Text shown START

Mites infesting their hosts at the outer surface of the skin are removed by treatment with topically applied acaricides (chemicals to kill mites and ticks applied to the skin). Numerous commercial formulations are available, representing several different chemical groups. Examples are: synthetic pyrethroids such as flumethrin; formamidines such as amitraz; and phenylpyrazoles such as fipronil. Botanical acaricides are represented by azadirachtin, an extract of the neem tree. Aqueous suspensions of fungi naturally pathogenic to mites, such as Metarhizium anisopliae, are another potential alternative to chemical acaricides. Good potential for vaccination of sheep to control Psoroptes ovis infestation has been demonstrated.

Mites infesting their hosts deeper within the skin are difficult to control using acaricides applied topically. Benzyl benzoate is a chemical that is effective as a topical treatment for sarcoptic mange. Alternatively, acaricides that act systemically can penetrate to where the mites are feeding when they are delivered by injection. Macrocyclic lactones such as ivermectin are the best known of this type.

Text shown END
Given information START

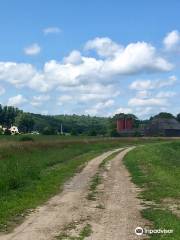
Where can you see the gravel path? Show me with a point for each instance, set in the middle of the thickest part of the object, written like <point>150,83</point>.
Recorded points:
<point>115,221</point>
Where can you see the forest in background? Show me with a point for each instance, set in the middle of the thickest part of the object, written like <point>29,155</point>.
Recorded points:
<point>66,124</point>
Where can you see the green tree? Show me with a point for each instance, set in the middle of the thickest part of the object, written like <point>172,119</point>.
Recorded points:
<point>25,122</point>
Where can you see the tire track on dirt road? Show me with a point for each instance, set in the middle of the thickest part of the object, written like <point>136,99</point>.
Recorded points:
<point>48,220</point>
<point>121,213</point>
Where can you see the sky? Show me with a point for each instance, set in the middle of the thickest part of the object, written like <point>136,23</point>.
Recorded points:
<point>93,57</point>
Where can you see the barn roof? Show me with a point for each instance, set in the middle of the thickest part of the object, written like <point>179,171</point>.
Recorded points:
<point>165,123</point>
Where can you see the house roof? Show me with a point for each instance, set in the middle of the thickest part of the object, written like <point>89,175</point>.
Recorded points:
<point>165,123</point>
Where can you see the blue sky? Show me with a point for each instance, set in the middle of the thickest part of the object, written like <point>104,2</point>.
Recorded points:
<point>90,57</point>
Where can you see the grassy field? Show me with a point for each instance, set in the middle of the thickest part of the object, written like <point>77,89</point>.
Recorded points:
<point>156,169</point>
<point>33,171</point>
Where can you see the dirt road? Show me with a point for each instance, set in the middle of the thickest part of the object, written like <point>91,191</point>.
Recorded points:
<point>69,211</point>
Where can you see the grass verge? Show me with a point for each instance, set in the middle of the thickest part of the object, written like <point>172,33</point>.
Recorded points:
<point>32,172</point>
<point>97,178</point>
<point>156,169</point>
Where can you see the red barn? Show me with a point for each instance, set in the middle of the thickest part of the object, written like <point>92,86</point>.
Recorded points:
<point>124,124</point>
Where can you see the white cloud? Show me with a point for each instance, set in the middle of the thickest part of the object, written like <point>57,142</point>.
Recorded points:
<point>2,90</point>
<point>64,99</point>
<point>16,100</point>
<point>39,100</point>
<point>123,110</point>
<point>73,58</point>
<point>166,94</point>
<point>148,102</point>
<point>33,49</point>
<point>172,41</point>
<point>142,85</point>
<point>105,47</point>
<point>77,70</point>
<point>52,30</point>
<point>97,108</point>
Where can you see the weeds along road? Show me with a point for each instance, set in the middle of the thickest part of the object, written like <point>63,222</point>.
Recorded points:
<point>114,212</point>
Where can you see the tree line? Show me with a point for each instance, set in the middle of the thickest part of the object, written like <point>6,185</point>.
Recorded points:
<point>68,124</point>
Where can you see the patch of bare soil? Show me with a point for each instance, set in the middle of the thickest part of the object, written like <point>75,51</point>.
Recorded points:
<point>49,220</point>
<point>112,215</point>
<point>120,214</point>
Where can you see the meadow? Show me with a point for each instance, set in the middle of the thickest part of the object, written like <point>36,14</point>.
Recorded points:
<point>34,168</point>
<point>155,168</point>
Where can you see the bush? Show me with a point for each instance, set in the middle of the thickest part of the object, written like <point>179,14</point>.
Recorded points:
<point>26,138</point>
<point>7,132</point>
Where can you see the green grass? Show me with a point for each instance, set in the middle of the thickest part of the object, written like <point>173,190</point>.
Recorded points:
<point>32,172</point>
<point>86,231</point>
<point>97,178</point>
<point>95,181</point>
<point>156,169</point>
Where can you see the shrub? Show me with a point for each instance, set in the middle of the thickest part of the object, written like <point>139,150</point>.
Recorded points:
<point>26,138</point>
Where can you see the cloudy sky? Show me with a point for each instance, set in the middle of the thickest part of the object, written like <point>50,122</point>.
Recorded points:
<point>90,57</point>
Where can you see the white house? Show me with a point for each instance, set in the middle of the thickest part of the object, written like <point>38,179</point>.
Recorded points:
<point>14,130</point>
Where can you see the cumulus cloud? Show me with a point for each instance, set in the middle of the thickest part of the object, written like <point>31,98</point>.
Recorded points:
<point>148,102</point>
<point>142,85</point>
<point>39,100</point>
<point>2,90</point>
<point>16,100</point>
<point>100,106</point>
<point>33,49</point>
<point>77,69</point>
<point>123,110</point>
<point>52,30</point>
<point>105,47</point>
<point>172,41</point>
<point>166,94</point>
<point>64,99</point>
<point>73,58</point>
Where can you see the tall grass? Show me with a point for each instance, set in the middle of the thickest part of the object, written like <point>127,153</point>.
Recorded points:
<point>31,172</point>
<point>156,169</point>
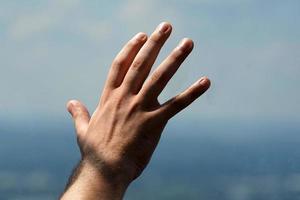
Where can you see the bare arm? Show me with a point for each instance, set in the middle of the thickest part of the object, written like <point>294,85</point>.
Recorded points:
<point>118,140</point>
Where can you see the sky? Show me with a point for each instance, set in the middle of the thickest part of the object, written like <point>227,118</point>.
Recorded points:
<point>55,50</point>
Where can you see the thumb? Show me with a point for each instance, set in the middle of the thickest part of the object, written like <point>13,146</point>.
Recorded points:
<point>80,116</point>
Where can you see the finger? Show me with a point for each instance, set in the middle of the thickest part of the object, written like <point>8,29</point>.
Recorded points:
<point>161,76</point>
<point>144,60</point>
<point>181,101</point>
<point>124,59</point>
<point>80,116</point>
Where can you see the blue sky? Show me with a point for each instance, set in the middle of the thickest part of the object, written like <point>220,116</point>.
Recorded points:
<point>52,51</point>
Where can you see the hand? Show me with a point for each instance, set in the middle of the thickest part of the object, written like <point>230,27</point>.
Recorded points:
<point>117,141</point>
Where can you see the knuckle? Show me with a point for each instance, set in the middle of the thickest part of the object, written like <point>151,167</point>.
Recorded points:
<point>117,62</point>
<point>158,77</point>
<point>137,64</point>
<point>156,38</point>
<point>178,105</point>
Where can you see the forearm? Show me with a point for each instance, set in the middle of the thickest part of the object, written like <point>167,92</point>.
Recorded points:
<point>88,183</point>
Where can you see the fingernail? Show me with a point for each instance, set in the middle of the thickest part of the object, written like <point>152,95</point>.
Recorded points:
<point>202,81</point>
<point>164,27</point>
<point>141,36</point>
<point>185,44</point>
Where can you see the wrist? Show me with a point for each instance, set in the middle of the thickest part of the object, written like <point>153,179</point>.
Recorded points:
<point>91,183</point>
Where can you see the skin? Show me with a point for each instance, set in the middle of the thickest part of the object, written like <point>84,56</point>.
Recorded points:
<point>118,140</point>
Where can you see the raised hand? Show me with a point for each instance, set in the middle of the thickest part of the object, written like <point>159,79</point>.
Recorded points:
<point>117,141</point>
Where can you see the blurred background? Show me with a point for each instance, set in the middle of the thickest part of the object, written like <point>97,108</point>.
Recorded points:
<point>239,141</point>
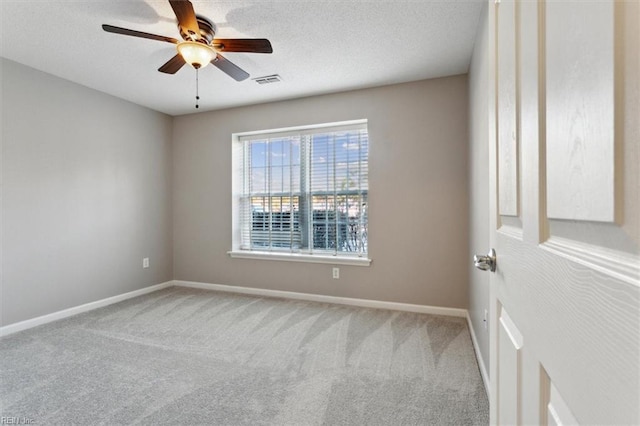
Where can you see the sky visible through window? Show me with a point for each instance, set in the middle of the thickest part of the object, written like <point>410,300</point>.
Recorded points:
<point>337,163</point>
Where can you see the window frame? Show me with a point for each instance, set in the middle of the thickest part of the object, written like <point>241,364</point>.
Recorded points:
<point>238,170</point>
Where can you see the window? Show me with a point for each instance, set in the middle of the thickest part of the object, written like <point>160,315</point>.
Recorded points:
<point>302,193</point>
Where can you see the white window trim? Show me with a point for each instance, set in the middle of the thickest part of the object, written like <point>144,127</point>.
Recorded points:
<point>299,257</point>
<point>238,253</point>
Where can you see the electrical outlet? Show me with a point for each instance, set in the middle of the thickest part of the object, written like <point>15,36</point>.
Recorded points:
<point>486,320</point>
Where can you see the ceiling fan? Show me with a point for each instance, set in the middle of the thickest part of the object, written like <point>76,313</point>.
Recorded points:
<point>199,47</point>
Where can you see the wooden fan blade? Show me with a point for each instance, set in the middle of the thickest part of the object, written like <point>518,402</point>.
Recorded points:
<point>186,17</point>
<point>229,68</point>
<point>125,31</point>
<point>252,45</point>
<point>173,65</point>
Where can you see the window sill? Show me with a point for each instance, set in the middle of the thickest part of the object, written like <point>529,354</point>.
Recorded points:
<point>293,257</point>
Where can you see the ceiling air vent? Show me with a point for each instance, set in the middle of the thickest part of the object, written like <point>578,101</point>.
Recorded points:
<point>275,78</point>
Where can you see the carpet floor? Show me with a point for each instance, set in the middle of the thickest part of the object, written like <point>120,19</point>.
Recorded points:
<point>186,356</point>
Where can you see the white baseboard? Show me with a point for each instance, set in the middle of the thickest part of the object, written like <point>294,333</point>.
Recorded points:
<point>483,370</point>
<point>364,303</point>
<point>34,322</point>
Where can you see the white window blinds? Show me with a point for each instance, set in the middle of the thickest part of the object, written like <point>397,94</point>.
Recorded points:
<point>304,190</point>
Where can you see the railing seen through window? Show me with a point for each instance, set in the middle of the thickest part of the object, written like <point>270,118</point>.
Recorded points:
<point>306,191</point>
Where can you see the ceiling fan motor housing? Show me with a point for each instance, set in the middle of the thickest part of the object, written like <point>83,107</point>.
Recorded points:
<point>207,30</point>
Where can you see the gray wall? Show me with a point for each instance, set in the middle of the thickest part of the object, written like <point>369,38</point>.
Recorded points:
<point>86,194</point>
<point>479,183</point>
<point>418,229</point>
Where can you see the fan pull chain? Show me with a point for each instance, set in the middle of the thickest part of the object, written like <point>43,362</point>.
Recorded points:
<point>197,95</point>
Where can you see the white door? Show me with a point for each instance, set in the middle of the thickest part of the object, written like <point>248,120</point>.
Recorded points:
<point>565,297</point>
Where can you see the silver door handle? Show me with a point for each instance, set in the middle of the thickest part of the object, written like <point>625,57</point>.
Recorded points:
<point>486,263</point>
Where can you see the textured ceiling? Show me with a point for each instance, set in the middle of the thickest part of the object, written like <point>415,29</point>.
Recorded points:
<point>319,46</point>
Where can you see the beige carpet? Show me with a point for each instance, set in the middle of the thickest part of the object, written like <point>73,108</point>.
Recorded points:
<point>185,356</point>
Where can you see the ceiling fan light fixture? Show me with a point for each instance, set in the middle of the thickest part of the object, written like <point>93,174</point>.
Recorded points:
<point>196,54</point>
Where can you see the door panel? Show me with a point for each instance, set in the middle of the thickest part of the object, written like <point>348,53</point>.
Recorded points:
<point>570,280</point>
<point>579,52</point>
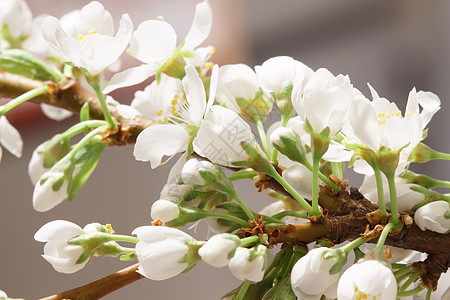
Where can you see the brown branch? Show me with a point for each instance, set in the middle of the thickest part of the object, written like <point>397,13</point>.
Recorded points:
<point>101,287</point>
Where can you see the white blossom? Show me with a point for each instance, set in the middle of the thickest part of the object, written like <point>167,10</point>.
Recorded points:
<point>324,101</point>
<point>45,198</point>
<point>61,255</point>
<point>311,276</point>
<point>367,279</point>
<point>92,45</point>
<point>10,138</point>
<point>432,217</point>
<point>276,72</point>
<point>173,136</point>
<point>164,210</point>
<point>219,249</point>
<point>244,269</point>
<point>160,251</point>
<point>220,136</point>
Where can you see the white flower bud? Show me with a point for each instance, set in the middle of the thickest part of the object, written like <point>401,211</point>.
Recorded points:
<point>432,217</point>
<point>45,198</point>
<point>311,275</point>
<point>57,251</point>
<point>36,167</point>
<point>244,269</point>
<point>366,280</point>
<point>164,210</point>
<point>160,251</point>
<point>219,249</point>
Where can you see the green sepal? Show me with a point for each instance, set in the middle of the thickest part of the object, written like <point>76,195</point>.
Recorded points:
<point>84,112</point>
<point>83,175</point>
<point>54,150</point>
<point>191,257</point>
<point>21,62</point>
<point>341,257</point>
<point>258,159</point>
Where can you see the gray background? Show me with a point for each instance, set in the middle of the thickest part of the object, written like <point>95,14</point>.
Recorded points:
<point>394,45</point>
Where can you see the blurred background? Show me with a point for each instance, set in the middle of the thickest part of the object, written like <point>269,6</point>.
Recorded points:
<point>394,45</point>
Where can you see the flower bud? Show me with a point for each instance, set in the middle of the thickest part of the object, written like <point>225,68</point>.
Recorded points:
<point>249,264</point>
<point>219,249</point>
<point>366,280</point>
<point>164,210</point>
<point>432,217</point>
<point>311,275</point>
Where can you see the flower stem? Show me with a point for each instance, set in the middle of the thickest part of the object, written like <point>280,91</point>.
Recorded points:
<point>336,168</point>
<point>23,98</point>
<point>411,279</point>
<point>227,217</point>
<point>293,192</point>
<point>242,174</point>
<point>315,188</point>
<point>284,120</point>
<point>105,110</point>
<point>393,198</point>
<point>242,204</point>
<point>388,228</point>
<point>263,137</point>
<point>380,191</point>
<point>243,290</point>
<point>410,292</point>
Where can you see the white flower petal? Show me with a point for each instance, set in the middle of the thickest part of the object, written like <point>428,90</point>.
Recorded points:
<point>201,26</point>
<point>153,41</point>
<point>130,77</point>
<point>10,138</point>
<point>156,141</point>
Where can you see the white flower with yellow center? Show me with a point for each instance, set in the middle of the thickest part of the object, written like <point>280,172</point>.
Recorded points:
<point>155,44</point>
<point>367,280</point>
<point>92,46</point>
<point>178,128</point>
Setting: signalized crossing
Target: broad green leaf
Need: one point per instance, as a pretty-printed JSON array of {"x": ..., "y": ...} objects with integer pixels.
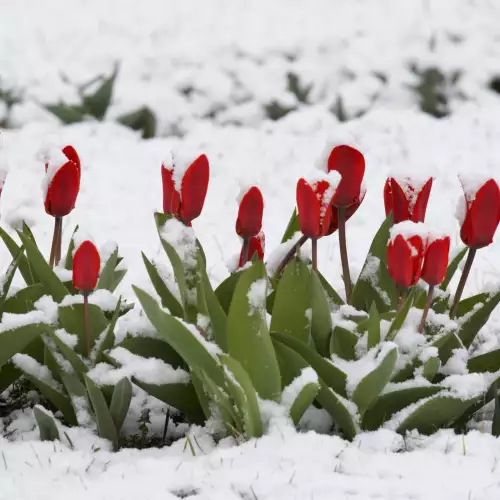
[
  {"x": 120, "y": 402},
  {"x": 46, "y": 424},
  {"x": 434, "y": 414},
  {"x": 45, "y": 274},
  {"x": 292, "y": 304},
  {"x": 71, "y": 319},
  {"x": 321, "y": 318},
  {"x": 105, "y": 425},
  {"x": 167, "y": 298},
  {"x": 248, "y": 337},
  {"x": 23, "y": 263},
  {"x": 368, "y": 390},
  {"x": 225, "y": 291},
  {"x": 391, "y": 402},
  {"x": 374, "y": 283},
  {"x": 373, "y": 327},
  {"x": 329, "y": 373},
  {"x": 23, "y": 301},
  {"x": 343, "y": 343},
  {"x": 240, "y": 386},
  {"x": 303, "y": 401},
  {"x": 452, "y": 268},
  {"x": 187, "y": 345}
]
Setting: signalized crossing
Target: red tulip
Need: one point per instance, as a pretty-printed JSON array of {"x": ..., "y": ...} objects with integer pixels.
[
  {"x": 314, "y": 203},
  {"x": 186, "y": 204},
  {"x": 86, "y": 265},
  {"x": 63, "y": 186},
  {"x": 404, "y": 259},
  {"x": 482, "y": 215},
  {"x": 350, "y": 164},
  {"x": 406, "y": 202},
  {"x": 249, "y": 221},
  {"x": 436, "y": 261},
  {"x": 256, "y": 246}
]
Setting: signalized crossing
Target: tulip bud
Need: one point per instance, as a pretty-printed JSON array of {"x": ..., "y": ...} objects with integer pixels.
[
  {"x": 86, "y": 265},
  {"x": 480, "y": 214},
  {"x": 406, "y": 199},
  {"x": 249, "y": 221}
]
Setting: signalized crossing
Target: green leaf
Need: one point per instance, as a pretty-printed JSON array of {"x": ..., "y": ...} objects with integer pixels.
[
  {"x": 45, "y": 274},
  {"x": 343, "y": 343},
  {"x": 303, "y": 401},
  {"x": 187, "y": 345},
  {"x": 391, "y": 402},
  {"x": 71, "y": 319},
  {"x": 225, "y": 291},
  {"x": 46, "y": 424},
  {"x": 248, "y": 337},
  {"x": 452, "y": 267},
  {"x": 329, "y": 373},
  {"x": 17, "y": 339},
  {"x": 401, "y": 316},
  {"x": 376, "y": 286},
  {"x": 142, "y": 120},
  {"x": 24, "y": 300},
  {"x": 105, "y": 425},
  {"x": 373, "y": 327},
  {"x": 321, "y": 318},
  {"x": 434, "y": 414},
  {"x": 292, "y": 227},
  {"x": 240, "y": 386},
  {"x": 97, "y": 103},
  {"x": 370, "y": 387},
  {"x": 120, "y": 402},
  {"x": 66, "y": 113},
  {"x": 167, "y": 298},
  {"x": 292, "y": 304},
  {"x": 23, "y": 263}
]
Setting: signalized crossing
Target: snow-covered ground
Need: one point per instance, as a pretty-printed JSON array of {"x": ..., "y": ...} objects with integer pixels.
[{"x": 190, "y": 61}]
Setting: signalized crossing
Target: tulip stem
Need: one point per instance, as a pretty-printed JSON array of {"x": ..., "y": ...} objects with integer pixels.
[
  {"x": 86, "y": 320},
  {"x": 463, "y": 279},
  {"x": 428, "y": 303},
  {"x": 289, "y": 256},
  {"x": 245, "y": 250},
  {"x": 343, "y": 254},
  {"x": 314, "y": 243}
]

Given information END

Task brief: From the text on controlling mites, quote the passage starting at "Mites infesting their hosts at" and ending at "has been demonstrated.".

Solution to this task:
Mites infesting their hosts at the outer surface of the skin are removed by treatment with topically applied acaricides (chemicals to kill mites and ticks applied to the skin). Numerous commercial formulations are available, representing several different chemical groups. Examples are: synthetic pyrethroids such as flumethrin; formamidines such as amitraz; and phenylpyrazoles such as fipronil. Botanical acaricides are represented by azadirachtin, an extract of the neem tree. Aqueous suspensions of fungi naturally pathogenic to mites, such as Metarhizium anisopliae, are another potential alternative to chemical acaricides. Good potential for vaccination of sheep to control Psoroptes ovis infestation has been demonstrated.